● Document text
——

Why does skin look so different even among individuals of the same age?
The causes of skin aging such as wrinkles, loss of skin elasticity, and appearance of age spots, are all consequences of skin aging and photoaging. It is said that 80% of skin aging is caused by UV exposure, and natural physiological aging of skin cells accounts for just 20%. In other words, whether or not we can successfully prevent photoaging caused by UV exposure makes a big difference on the appearance of our skin.
Physiological skin aging occurs over the whole body and is a result of decreased cellular metabolism. Photoaging occurs in ultraviolet (UV)-irradiated areas of the skin, especially on the face and hand.
Normally melanocytes activity that generates melanin slows down as we age. But with photoaging, UV-B causes inflammation in the epidermal layer increases melanocytes and enhances melanin production. UV-A induces reactive oxygen production that oxidizes melanin, which form sage spots. (Homma M., 1987 Skin 29(2))
UV-A reaches the deeper layer of skin, called the dermis, where it generates singlet oxygen that degrades collagen and elastin, and compromises skin elasticity.
Furthermore, the epidermis becomes thinner as we age, but photoaging thickens and hardens the epidermis, contributing to formation of deep wrinkles. (Lavker RM et al., J Am Acad Dermatol. 1995. Jan; 32(1):53-62.)
That is to say, protection of the epidermis and dermis from ultraviolet ray induced singlet oxygen is key to preventing premature skin aging. While, topical cosmetics are good for protecting the surface layer of skin, they do not reach the deeper layers of skin such as the epidermis and dermis. That’s why taking an oral dose of astaxanthin to supply this nutrient internally is an effective alternative to topical applications.
Studies have confirmed that astaxanthin has superior free radical quenching abilities, especially against singlet oxygen. Oxygen free radicals are primary causative agents of UV-induced photoaging. Astaxanthin is an antioxidant that can protect skin cells, known as fibroblasts, from free radical damage. Fibroblasts play a critical role in producing collagen and hyaluronic acid to support smooth skin and skin hydration. This is why astaxanthin is an important nutrient that help support smooth skin and helps to lock in moisture.
Studies show that the antioxidant capacity of astaxanthin is approximately 3000 times stronger than resveratrol and 6000 times stronger than vitamin C.

——

● Records shown

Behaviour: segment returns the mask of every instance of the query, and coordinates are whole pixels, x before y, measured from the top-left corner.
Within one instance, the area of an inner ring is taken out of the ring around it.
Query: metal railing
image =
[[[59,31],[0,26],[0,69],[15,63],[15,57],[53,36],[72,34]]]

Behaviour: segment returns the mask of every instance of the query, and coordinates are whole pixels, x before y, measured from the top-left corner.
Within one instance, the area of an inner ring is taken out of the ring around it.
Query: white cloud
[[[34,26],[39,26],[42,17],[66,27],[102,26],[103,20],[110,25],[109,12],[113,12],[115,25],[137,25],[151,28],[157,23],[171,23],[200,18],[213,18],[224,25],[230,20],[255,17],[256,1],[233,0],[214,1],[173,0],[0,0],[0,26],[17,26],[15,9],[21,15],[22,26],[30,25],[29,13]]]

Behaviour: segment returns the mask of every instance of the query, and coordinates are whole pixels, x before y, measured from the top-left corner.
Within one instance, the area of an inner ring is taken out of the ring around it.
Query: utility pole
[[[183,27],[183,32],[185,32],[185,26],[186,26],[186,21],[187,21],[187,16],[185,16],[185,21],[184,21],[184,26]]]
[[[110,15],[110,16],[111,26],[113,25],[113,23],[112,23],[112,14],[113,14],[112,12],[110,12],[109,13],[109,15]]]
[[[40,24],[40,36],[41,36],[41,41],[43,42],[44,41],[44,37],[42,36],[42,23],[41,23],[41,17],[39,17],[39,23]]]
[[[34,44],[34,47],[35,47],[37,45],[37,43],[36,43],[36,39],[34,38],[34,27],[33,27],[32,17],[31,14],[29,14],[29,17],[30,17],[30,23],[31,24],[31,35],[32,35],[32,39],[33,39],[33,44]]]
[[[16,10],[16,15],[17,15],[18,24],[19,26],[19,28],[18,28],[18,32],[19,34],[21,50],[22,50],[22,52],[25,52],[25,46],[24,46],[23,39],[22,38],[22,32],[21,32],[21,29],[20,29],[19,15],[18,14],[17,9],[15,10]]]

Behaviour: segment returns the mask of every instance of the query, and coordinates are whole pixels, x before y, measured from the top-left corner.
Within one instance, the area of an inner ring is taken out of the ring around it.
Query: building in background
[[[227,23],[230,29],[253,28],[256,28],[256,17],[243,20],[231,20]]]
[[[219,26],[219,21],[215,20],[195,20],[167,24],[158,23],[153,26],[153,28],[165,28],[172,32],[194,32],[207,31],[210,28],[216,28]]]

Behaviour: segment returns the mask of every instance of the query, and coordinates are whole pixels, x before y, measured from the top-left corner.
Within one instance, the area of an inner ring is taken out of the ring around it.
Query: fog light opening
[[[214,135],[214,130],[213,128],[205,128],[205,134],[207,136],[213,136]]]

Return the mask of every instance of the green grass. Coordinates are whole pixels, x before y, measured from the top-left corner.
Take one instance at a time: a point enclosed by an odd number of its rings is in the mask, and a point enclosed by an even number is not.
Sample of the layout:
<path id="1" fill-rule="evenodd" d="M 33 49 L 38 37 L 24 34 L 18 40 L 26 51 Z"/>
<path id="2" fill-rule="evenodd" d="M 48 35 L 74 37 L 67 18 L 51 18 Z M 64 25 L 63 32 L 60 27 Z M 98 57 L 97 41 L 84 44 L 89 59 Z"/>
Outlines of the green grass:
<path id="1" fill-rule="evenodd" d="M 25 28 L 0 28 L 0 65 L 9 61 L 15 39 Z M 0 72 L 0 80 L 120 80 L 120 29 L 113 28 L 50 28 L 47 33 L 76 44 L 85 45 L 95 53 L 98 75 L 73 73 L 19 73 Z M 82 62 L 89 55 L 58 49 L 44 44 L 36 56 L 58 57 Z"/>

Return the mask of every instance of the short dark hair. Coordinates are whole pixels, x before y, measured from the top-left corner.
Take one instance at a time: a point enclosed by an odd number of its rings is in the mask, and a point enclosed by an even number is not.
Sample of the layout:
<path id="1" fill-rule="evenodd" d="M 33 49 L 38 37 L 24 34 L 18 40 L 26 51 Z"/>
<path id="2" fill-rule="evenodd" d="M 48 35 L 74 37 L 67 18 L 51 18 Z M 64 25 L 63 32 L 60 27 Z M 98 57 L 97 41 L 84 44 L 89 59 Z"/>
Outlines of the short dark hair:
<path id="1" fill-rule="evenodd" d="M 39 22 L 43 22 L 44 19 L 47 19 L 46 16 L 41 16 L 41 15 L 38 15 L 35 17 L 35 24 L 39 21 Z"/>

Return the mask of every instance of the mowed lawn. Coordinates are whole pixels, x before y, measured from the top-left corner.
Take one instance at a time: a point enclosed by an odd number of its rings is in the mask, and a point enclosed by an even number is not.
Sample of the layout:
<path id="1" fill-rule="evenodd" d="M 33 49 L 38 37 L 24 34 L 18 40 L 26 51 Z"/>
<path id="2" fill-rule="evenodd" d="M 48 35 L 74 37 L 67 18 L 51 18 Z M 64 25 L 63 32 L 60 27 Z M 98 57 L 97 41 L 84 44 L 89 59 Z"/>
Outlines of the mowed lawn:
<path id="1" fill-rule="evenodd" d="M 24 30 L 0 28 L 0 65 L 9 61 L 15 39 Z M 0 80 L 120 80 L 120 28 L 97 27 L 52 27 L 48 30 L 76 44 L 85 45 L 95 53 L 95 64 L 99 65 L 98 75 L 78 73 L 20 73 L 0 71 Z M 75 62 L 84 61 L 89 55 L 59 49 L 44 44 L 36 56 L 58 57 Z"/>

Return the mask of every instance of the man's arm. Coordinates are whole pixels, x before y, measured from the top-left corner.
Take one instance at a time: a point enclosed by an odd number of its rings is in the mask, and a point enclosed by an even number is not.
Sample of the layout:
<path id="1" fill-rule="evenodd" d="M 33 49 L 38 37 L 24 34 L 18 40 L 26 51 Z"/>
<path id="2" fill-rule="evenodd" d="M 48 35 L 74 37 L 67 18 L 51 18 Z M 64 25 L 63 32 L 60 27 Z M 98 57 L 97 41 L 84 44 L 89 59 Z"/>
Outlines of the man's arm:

——

● Work instructions
Update the skin aging text by writing out everything from "Normally melanocytes activity" down to "compromises skin elasticity." again, with "UV-A" replaced by "ultraviolet A".

● Response for this exercise
Normally melanocytes activity that generates melanin slows down as we age. But with photoaging, UV-B causes inflammation in the epidermal layer increases melanocytes and enhances melanin production. ultraviolet A induces reactive oxygen production that oxidizes melanin, which form sage spots. (Homma M., 1987 Skin 29(2))
ultraviolet A reaches the deeper layer of skin, called the dermis, where it generates singlet oxygen that degrades collagen and elastin, and compromises skin elasticity.